ACTIONS TO TAKE:
1: Using the text on childhood leukemia, answer these:
(a) How is the diagnosis confirmed after the blood test?
(b) Over how many years has the progress in chemotherapy been made?
(c) What do the leukemic cells use as a sanctuary in boys?
2: Write out the part of the text on childhood leukemia that opens with the words containing "As a result, the" and closes with "against disease-producing organisms.".
3: Write what comes next in the text on childhood leukemia, starting right after its last sentence.

TEXT EXCERPT:
==*==
As a result, the child will be very pale and have much less
energy than usual. The other bone marrow cells whose numbers
are usually decreased are the platelets. When these cells
are severely reduced in numbers, they may make the patient
prone to spontaneous bleeding and excessive bruising. Another
symptom is that the child is more open to infection, because
of the poor quality of the rapidly dividing white cells, which
are unable to defend the body against disease-producing organisms.
Diagnosis
An
early diagnosis of childhood leukaemia is very difficult because
the signs are the same as those of many other minor illnesses
through which children always seem to be passing and which
are generally treated at home without medical help. No blame
can possibly be attached to parents for any delay in taking
their child to the doctor for diagnosis. The suggestion that
had the child received treatment sooner, the severity of the
disease might have been lessened or the child might even have
been cured, is incorrect because the long-term response to
therapy in childhood leukaemia is not clearly affected by
how early the disease is diagnosed. Eventually the diagnosis
is made by a simple blood test, which will reveal the true
nature of the disease. It is confirmed by removing some tissue
from the bone marrow and examining it under a microscope.
Treatment
Acute
lymphoblastic leukaemia in children is no longer an incurable
disease as a result of the vast progress made in chemotherapy
in the past 20 years. Multiple drugs are used simultaneously,
the main idea being that, whereas the cancer-destroying effect
of the various drugs will be cumulative, each of these drugs
will have different but mild side-effects, which will make
them much more tolerable. An important feature of this drug
treatment is in reduction of the dose of each of these drugs,
which will prevent permanent damage to normal tissues.
The
price of a cure for a child receiving chemotherapy is a very
high one in terms of side-effects. Loss of hair, though temporary,
can be very traumatic to a child attending school, because
he may become the target of cruel comments from other children.
The feeling of tiredness, nausea and vomiting, with total
lack of appetite, is also very hard for a child to bear.
The
parents’ burden is a heavy one, because of the agony associated
with seeing one’s child suffer as a result of the treatment,
and with regard to the uncertainty of the prognosis. They
will also have to make a very difficult decision if the disease
affects a boy. It has been found that the leukaemic cells
use the boy’s testes as a sanctuary from where, after months
or years, a re-infection may occur. This discovery was made
as a result of the vastly superior cure rates in girls than
in boys.
==*==
[Referring expression grounding data]
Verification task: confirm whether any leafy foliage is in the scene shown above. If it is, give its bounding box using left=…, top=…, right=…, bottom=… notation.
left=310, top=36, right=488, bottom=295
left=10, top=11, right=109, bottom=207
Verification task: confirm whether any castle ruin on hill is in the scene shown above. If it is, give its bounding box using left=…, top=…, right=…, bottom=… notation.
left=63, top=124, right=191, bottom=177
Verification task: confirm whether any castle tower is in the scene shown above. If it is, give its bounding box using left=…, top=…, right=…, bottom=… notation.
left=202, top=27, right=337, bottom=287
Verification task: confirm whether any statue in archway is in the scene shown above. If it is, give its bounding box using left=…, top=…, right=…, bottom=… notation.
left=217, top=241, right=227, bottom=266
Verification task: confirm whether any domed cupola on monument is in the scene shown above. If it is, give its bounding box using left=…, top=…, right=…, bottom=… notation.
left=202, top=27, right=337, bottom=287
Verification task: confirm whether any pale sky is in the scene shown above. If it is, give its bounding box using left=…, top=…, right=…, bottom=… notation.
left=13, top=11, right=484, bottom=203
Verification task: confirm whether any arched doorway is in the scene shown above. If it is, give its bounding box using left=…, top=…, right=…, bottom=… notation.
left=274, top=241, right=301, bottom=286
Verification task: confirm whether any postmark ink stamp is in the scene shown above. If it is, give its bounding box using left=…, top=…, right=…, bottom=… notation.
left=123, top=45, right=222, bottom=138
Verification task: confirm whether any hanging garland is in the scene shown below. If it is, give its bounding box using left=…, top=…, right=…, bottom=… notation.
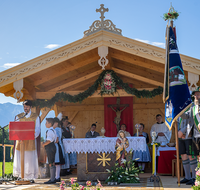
left=101, top=72, right=117, bottom=95
left=33, top=70, right=163, bottom=108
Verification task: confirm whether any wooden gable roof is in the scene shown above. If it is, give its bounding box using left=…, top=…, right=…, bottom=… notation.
left=0, top=30, right=200, bottom=100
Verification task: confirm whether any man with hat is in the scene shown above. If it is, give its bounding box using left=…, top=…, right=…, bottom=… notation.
left=179, top=87, right=200, bottom=185
left=13, top=100, right=41, bottom=183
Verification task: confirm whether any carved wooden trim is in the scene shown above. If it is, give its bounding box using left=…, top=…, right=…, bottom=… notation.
left=0, top=31, right=200, bottom=86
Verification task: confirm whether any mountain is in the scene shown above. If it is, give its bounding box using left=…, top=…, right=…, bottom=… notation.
left=0, top=103, right=55, bottom=138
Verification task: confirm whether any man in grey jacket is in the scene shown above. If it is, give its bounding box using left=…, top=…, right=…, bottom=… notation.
left=179, top=87, right=200, bottom=185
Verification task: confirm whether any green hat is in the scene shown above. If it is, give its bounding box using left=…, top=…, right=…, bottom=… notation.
left=53, top=117, right=61, bottom=124
left=192, top=86, right=200, bottom=95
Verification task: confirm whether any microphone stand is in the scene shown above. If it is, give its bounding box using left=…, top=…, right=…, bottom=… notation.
left=0, top=125, right=8, bottom=184
left=0, top=113, right=28, bottom=184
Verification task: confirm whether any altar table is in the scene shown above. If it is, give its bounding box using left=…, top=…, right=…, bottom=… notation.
left=63, top=137, right=146, bottom=181
left=157, top=147, right=176, bottom=175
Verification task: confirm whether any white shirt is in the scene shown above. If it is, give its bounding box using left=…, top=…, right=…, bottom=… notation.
left=150, top=123, right=172, bottom=144
left=46, top=127, right=57, bottom=142
left=117, top=131, right=131, bottom=137
left=15, top=110, right=41, bottom=139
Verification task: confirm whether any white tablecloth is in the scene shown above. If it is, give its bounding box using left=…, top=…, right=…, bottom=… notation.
left=63, top=137, right=146, bottom=153
left=157, top=146, right=176, bottom=156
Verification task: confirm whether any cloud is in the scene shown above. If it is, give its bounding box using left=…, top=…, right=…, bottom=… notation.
left=44, top=44, right=61, bottom=49
left=2, top=63, right=21, bottom=69
left=135, top=38, right=165, bottom=48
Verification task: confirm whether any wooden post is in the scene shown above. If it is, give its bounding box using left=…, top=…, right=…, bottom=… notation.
left=20, top=141, right=24, bottom=179
left=175, top=121, right=180, bottom=187
left=2, top=144, right=6, bottom=175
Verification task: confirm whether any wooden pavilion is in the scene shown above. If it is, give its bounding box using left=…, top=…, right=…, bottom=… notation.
left=0, top=4, right=200, bottom=142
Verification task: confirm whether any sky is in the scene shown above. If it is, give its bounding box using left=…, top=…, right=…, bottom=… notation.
left=0, top=0, right=200, bottom=104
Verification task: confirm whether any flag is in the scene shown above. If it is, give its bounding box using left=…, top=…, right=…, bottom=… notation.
left=163, top=26, right=192, bottom=130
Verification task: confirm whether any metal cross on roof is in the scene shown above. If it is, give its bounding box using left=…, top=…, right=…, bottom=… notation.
left=84, top=4, right=122, bottom=36
left=96, top=4, right=109, bottom=27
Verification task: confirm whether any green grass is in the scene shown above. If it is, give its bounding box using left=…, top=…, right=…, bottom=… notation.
left=0, top=162, right=13, bottom=176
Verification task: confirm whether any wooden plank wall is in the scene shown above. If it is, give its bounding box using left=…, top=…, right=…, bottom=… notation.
left=57, top=95, right=175, bottom=142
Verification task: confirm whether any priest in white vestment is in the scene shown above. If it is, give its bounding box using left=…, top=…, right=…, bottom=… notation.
left=150, top=114, right=172, bottom=145
left=13, top=100, right=41, bottom=182
left=117, top=124, right=131, bottom=137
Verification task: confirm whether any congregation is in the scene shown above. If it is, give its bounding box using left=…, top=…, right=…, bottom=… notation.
left=13, top=87, right=200, bottom=185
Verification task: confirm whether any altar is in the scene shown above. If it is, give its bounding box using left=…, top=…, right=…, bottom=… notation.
left=63, top=137, right=146, bottom=181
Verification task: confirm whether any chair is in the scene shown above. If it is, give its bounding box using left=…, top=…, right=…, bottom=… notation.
left=172, top=159, right=183, bottom=177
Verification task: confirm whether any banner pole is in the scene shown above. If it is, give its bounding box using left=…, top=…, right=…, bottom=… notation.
left=20, top=140, right=24, bottom=179
left=175, top=121, right=180, bottom=187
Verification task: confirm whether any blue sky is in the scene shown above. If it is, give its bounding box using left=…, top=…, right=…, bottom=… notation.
left=0, top=0, right=200, bottom=103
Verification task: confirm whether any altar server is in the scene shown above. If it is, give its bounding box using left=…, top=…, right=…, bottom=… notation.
left=150, top=114, right=172, bottom=145
left=85, top=123, right=100, bottom=138
left=61, top=116, right=72, bottom=175
left=181, top=87, right=200, bottom=185
left=53, top=113, right=65, bottom=182
left=13, top=100, right=41, bottom=183
left=42, top=118, right=57, bottom=184
left=117, top=124, right=131, bottom=137
left=133, top=123, right=151, bottom=171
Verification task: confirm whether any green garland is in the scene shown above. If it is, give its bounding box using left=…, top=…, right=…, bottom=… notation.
left=33, top=70, right=163, bottom=108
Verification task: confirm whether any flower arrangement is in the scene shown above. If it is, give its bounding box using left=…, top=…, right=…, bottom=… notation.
left=101, top=72, right=116, bottom=94
left=163, top=9, right=179, bottom=21
left=105, top=151, right=143, bottom=184
left=192, top=158, right=200, bottom=190
left=60, top=178, right=103, bottom=190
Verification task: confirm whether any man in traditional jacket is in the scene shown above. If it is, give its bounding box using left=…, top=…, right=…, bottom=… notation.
left=85, top=123, right=100, bottom=138
left=178, top=117, right=197, bottom=185
left=150, top=114, right=172, bottom=145
left=13, top=100, right=41, bottom=183
left=181, top=87, right=200, bottom=185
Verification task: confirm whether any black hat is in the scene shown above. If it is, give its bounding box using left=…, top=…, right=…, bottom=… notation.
left=23, top=100, right=32, bottom=106
left=53, top=117, right=60, bottom=124
left=192, top=86, right=200, bottom=95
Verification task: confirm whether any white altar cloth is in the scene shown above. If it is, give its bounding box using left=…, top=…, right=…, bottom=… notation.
left=157, top=146, right=176, bottom=156
left=63, top=137, right=146, bottom=154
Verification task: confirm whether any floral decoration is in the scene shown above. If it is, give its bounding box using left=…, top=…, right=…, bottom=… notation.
left=101, top=71, right=116, bottom=94
left=60, top=178, right=103, bottom=190
left=192, top=158, right=200, bottom=190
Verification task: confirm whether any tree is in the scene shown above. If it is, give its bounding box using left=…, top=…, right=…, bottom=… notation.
left=0, top=127, right=14, bottom=162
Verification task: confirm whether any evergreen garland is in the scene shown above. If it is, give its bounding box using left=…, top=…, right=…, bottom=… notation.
left=33, top=70, right=163, bottom=108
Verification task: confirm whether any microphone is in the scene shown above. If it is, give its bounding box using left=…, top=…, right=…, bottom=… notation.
left=15, top=112, right=28, bottom=121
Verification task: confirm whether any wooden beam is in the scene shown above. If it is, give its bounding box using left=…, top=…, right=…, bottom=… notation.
left=60, top=103, right=165, bottom=112
left=4, top=89, right=15, bottom=96
left=34, top=55, right=99, bottom=86
left=49, top=70, right=102, bottom=92
left=60, top=105, right=104, bottom=112
left=115, top=60, right=164, bottom=83
left=105, top=53, right=114, bottom=70
left=40, top=108, right=51, bottom=123
left=109, top=48, right=165, bottom=73
left=113, top=68, right=163, bottom=86
left=31, top=107, right=40, bottom=116
left=36, top=88, right=154, bottom=99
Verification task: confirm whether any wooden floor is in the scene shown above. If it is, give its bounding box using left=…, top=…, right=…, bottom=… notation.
left=0, top=173, right=194, bottom=190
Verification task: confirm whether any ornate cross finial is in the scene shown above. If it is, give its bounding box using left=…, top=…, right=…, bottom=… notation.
left=84, top=4, right=122, bottom=36
left=96, top=4, right=109, bottom=27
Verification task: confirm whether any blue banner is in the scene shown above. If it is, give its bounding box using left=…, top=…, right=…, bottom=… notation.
left=163, top=26, right=192, bottom=130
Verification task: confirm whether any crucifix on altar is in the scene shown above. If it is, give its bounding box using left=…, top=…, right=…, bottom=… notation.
left=108, top=97, right=129, bottom=132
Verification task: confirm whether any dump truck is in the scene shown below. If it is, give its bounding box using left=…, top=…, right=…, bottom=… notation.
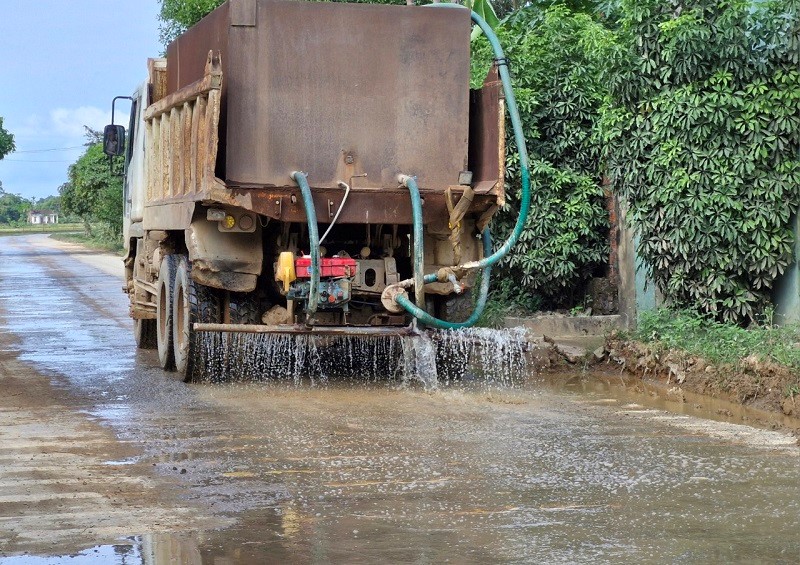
==*==
ANSWERS:
1:
(a) By removing some tissue from the bone marrow and examining it under a microscope.
(b) The past 20 years.
(c) The boy's testes.

2:
As a result, the child will be very pale and have much less
energy than usual. The other bone marrow cells whose numbers
are usually decreased are the platelets. When these cells
are severely reduced in numbers, they may make the patient
prone to spontaneous bleeding and excessive bruising. Another
symptom is that the child is more open to infection, because
of the poor quality of the rapidly dividing white cells, which
are unable to defend the body against disease-producing organisms.

3:
To
eradicate the disease from the testes, X-ray therapy is used
which, of course, will sterilise the irradiated boy for life,
meaning that although he will not be impotent and should be
able to develop most of the male secondary characteristics
and can lead a normal sexual life, he will be infertile and
not able to have children of his own. This is a hard decision
which parents have to make on behalf of a boy usually only
7-12 years old.
Twenty
years ago most children died within a month of the diagnosis.
Nowadays 70 per cent of children will live five years and
50 per cent of these are eventually cured, but the combined
course of treatment lasts about four years.
Treatment
is given in three stages. During the first stage the blood
returns to normal. However, the disease may still be present
in the brain, spinal cord and testes. Treatment to the brain
and testes is usually given by means of radiotherapy, whereas
the spinal cord is treated by chemotherapy when the drug is
directly injected into the spinal canal during the second
stage of treatment. This protective phase is directed at the
central nervous system because, as mentioned before, it so
frequently offers sanctuary to leukaemic cells. Finally, in
the third stage, maintenance drug therapy is carried out for
two to four years.
The
two drugs usually used in the first stage of treatment are
vincristine and predinsone. Vincristine is given once a week
by injection, whereas predinsone is taken orally in pill-form,
several times a day. Vincristine can cause nerve damage resulting
in a feeling of tingling mainly in hands and feet. Predinsone
increases the appetite and leads to puffiness of face, which
is sometimes described as ‘moonface’, but these changes are
only temporary.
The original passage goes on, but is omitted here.